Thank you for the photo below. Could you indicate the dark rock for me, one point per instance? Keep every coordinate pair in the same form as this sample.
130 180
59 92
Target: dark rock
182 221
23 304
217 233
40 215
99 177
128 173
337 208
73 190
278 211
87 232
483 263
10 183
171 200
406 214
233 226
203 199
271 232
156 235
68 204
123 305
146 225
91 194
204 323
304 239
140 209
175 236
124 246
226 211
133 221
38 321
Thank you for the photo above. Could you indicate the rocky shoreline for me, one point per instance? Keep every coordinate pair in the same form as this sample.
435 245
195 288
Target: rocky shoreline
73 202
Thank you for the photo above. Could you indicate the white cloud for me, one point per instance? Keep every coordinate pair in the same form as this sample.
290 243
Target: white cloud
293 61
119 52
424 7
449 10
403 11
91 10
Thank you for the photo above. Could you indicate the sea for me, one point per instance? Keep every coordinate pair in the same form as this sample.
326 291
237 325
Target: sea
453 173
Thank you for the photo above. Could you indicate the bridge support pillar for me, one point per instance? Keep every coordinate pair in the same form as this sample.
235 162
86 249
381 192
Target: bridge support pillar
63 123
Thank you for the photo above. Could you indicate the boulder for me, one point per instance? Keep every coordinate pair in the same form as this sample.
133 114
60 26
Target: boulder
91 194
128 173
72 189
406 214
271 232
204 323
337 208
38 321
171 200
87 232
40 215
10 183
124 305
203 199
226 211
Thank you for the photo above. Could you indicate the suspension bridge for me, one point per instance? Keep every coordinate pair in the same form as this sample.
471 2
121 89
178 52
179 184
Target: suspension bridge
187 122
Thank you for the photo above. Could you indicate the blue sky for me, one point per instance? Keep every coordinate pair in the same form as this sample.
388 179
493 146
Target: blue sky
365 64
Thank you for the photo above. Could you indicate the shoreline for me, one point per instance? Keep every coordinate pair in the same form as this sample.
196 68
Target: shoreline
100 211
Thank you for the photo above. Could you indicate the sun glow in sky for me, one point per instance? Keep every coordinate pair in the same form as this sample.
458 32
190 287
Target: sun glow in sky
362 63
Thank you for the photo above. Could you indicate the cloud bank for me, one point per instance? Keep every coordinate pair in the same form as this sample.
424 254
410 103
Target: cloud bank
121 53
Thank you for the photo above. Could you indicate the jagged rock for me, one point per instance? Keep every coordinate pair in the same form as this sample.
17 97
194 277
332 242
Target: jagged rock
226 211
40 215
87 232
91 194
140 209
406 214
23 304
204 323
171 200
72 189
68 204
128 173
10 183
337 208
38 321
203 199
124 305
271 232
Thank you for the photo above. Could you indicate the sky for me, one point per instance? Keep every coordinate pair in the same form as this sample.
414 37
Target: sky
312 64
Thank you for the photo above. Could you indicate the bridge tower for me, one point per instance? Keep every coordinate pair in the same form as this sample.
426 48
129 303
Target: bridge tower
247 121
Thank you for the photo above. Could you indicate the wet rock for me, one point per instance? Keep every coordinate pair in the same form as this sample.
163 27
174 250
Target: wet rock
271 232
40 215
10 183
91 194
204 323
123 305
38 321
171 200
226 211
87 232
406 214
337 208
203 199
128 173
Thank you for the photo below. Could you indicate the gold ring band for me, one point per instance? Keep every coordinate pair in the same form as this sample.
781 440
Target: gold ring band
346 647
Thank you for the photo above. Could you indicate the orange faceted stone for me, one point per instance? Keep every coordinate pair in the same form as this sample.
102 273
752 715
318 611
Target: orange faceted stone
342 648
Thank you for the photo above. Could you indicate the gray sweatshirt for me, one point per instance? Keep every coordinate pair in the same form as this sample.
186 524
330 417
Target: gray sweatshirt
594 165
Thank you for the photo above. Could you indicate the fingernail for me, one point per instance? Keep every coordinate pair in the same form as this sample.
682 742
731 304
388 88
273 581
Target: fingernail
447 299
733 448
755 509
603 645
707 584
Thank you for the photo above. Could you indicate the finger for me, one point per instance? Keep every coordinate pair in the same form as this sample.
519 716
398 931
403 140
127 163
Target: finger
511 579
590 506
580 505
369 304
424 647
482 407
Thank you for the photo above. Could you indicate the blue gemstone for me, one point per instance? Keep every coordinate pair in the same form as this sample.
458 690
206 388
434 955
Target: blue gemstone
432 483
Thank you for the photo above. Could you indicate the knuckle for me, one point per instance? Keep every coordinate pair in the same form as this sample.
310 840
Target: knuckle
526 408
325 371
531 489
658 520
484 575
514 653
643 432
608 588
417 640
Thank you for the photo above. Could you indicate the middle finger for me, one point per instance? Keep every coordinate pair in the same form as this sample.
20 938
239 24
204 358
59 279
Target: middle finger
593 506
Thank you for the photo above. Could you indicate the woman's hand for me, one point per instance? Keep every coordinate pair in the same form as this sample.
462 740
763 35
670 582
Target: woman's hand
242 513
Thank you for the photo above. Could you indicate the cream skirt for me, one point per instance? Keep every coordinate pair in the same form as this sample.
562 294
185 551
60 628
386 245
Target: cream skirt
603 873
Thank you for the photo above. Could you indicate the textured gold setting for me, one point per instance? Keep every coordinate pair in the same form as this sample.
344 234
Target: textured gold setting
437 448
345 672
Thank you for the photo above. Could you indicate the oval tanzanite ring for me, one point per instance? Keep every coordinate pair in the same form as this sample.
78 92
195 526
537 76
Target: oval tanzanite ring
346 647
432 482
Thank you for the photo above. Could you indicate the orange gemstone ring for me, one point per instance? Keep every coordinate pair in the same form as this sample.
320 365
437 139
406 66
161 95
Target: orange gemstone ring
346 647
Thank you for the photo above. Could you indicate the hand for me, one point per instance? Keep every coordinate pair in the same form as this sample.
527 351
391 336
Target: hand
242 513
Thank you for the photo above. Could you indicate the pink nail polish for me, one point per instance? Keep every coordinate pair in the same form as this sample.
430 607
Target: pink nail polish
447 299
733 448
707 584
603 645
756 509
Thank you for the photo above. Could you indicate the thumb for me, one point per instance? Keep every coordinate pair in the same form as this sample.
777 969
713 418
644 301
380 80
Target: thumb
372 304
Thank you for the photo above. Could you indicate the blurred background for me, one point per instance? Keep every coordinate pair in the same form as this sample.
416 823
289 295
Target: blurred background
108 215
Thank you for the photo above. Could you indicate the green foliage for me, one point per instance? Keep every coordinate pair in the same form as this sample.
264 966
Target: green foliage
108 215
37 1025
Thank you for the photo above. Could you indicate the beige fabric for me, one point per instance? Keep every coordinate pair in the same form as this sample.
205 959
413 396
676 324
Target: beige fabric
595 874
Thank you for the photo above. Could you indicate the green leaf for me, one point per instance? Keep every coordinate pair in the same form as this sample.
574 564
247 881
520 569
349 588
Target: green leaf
------
Problem requirements: In your answer, reproduce every entry exactly as it was written.

The completed task:
Thank you for the photo below. Could you indicate the dark rock for me, one point per instance? Keep every coordinate pair in the same form as this sample.
130 180
59 92
Target: dark rock
182 221
23 304
217 233
40 215
99 177
128 173
337 208
73 190
278 211
87 232
483 263
10 183
171 200
406 214
233 226
203 199
271 232
156 235
68 204
123 305
146 225
91 194
204 323
304 239
140 209
175 236
124 246
226 211
133 221
38 321
Thank you for the photo above. Could you indicate the rocky shoreline for me, one point per instance? Keep every coordinate pair in the same form as this sample.
435 245
195 288
Target: rocky shoreline
73 202
Thank you for the photo above. Could you indicate the white cloud for me, one point per instance? Keep every coordinate pair in the same form as this sample.
290 243
Target: white cloud
293 61
119 52
424 7
449 10
403 11
91 10
Thank you for the photo above. Could you indicate the sea for me, one point per instance? Keep every coordinate pair in the same form as this sample.
326 291
237 325
Target: sea
453 173
Thank you for the photo above. Could you indicate the bridge support pillar for me, one point per instance? Keep every coordinate pair in the same form as this sample.
235 162
86 249
381 192
Target: bridge support pillar
63 123
Thank you for the photo above. Could you indicate the boulder for me, one point per instance? Keep every coordinate pair in the same form as this sample.
133 114
60 26
Target: boulder
91 194
128 173
72 189
406 214
271 232
204 323
337 208
38 321
171 200
87 232
40 215
10 183
124 305
203 199
226 211
Thank you for the photo above. Could you indicate the suspension bridge for me, one point per instance? Keep every coordinate pair in the same form as this sample.
471 2
121 89
178 52
179 184
Target: suspension bridge
187 122
Thank you for the photo above. Could you indicate the blue sky for me, one point per instance? Keep every coordinate pair in the same form as this sample.
388 179
493 146
Target: blue sky
365 64
Thank you for the photo above. Could you indicate the shoreline for me, one point per instance? Keep every coordinate pair in the same form as this sample.
196 68
Target: shoreline
100 211
Thank you for the photo above. Could you indicate the sun glow in sky for me, one point per instance? Keep every coordinate pair in the same form as this sample.
458 32
190 287
Target: sun glow in sky
362 63
Thank you for the photo above. Could you indicate the cloud bank for me, one point per instance? Keep every coordinate pair in the same form as this sample.
424 254
410 103
Target: cloud bank
121 53
Thank you for the photo above. Could you indicate the jagged rock for me, one point per instance? Keep every coordinate pair in the same form as this sample.
17 97
194 277
332 242
Target: jagged rock
226 211
40 215
87 232
91 194
140 209
406 214
23 304
204 323
171 200
72 189
68 204
128 173
10 183
337 208
38 321
203 199
124 305
271 232
Thank you for the photo above. Could you indicate the sky for me, one point per instance? Keep every coordinate pair in the same form as this sample.
414 37
Target: sky
312 64
Thank you for the photo above. Could you indicate the bridge tower for me, one point per instance? Keep every coordinate pair in the same form as this sample.
426 48
129 303
Target: bridge tower
247 121
Thank you for the photo above. Could you indicate the wet rock for me, one point per instance? Keep every coordinate pair in the same form as this sample.
163 27
174 250
Target: wet rock
271 232
40 215
10 183
91 194
204 323
123 305
38 321
171 200
226 211
87 232
406 214
337 208
203 199
128 173
Thank you for the photo below. Could you indicate the gold ring band for me, one point per instance? Keep every coordinate pair in the same form as this sample.
781 440
Target: gold ring band
346 647
Thank you for the photo above. Could you indicate the orange faceted stone for me, one point per instance? Keep every coordinate pair in the same form as this sample.
102 273
752 715
318 611
Target: orange faceted stone
342 648
Thank you for the photo above. Could you indicate the gray sweatshirt for me, one point per instance? Keep every coordinate pair in the same form as this sample.
186 524
330 417
Target: gray sweatshirt
594 165
Thank you for the photo above. Could you indicate the fingernail for me, one point per instance? Keep every coordinate pair in the same form as this sample.
682 742
731 304
388 88
273 581
Target: fingernail
447 299
733 448
755 509
603 645
707 584
Thank you for the photo above. Could you indicate the finger for me, one point per instance? Keep every coordinate pair in the same form as this sample.
519 716
398 931
403 140
127 163
Target: finger
511 579
590 506
580 505
369 304
424 647
482 407
Thank you for the photo above. Could you indicate the blue gemstone for me, one point per instance? Keep every coordinate pair in the same form as this sample.
458 690
206 388
434 955
Target: blue gemstone
432 483
Thank you for the photo above. Could you indicate the knuckle for me, one point per instance? Keep every coordinate pair in the same form as this sample.
310 840
Target: knuckle
526 408
325 371
531 489
658 520
484 575
514 653
643 432
608 588
417 640
Thank you for the photo above. Could you indicate the middle finger for me, one point per instance? Keep every coordinate pair in the same form as this sample.
20 938
239 24
204 358
59 279
Target: middle finger
593 506
Thank you for the photo above. Could you indicate the woman's hand for me, one point per instance? Keep every coordinate pair in the same form as this sample.
462 740
763 35
670 582
Target: woman's hand
242 513
Thank you for the photo above. Could you indicate the cream skirt for me, one point per instance? Keep every coordinate pair in the same form as this sample.
562 294
185 551
60 628
386 245
Target: cream skirt
603 873
Thank you for the photo above. Could you indicate the textured gold setting for me, one point per instance? Keep every coordinate pair in the same form as this sample.
344 234
Target: textured gold setting
437 448
345 672
Thank you for the photo above. Could you indicate the oval tanzanite ring for me, one point per instance? Keep every coordinate pair in the same form as this sample.
78 92
195 526
537 76
Target: oval tanzanite ring
346 647
432 482
Thank you for the photo above. Could you indicate the orange gemstone ring for me, one point per instance? Keep every coordinate pair in the same form as this sample.
320 365
437 139
406 66
161 95
Target: orange gemstone ring
346 647
Thank you for the photo above. Could you indicate the hand for me, one point per instance? Keep every coordinate pair in the same form as this sample.
527 351
391 336
Target: hand
242 513
Thank you for the photo above. Could you indicate the pink nail polish for me, one point per instance? Keep every coordinate pair in the same form as this sample.
430 607
Target: pink nail polish
447 299
733 448
707 584
603 645
756 509
Thank you for the photo above. Could you indicate the thumb for me, one point per instance? Keep every coordinate pair in the same form as this sample.
777 969
713 418
644 301
380 80
Target: thumb
372 304
Thank you for the photo above. Could you indicate the blurred background for me, one point per instance? Keep every coordinate pair in the same form as this sample.
416 823
289 295
Target: blurred background
108 215
Thank you for the photo above. Could you indicate the green foliage for me, one point per instance? Keep every coordinate pair in the same form as this sample.
264 966
Target: green foliage
108 215
37 1025
Thank you for the photo above. Could you indicate the beige fabric for me, one point per instance? Keep every coordinate pair in the same form as this sample.
205 959
413 396
676 324
Target: beige fabric
595 874
Thank you for the photo above. Could you indicate the green leaf for me, one point per instance? Keep every coordinate pair in the same form as this sample.
574 564
247 881
520 569
349 588
Target: green leaf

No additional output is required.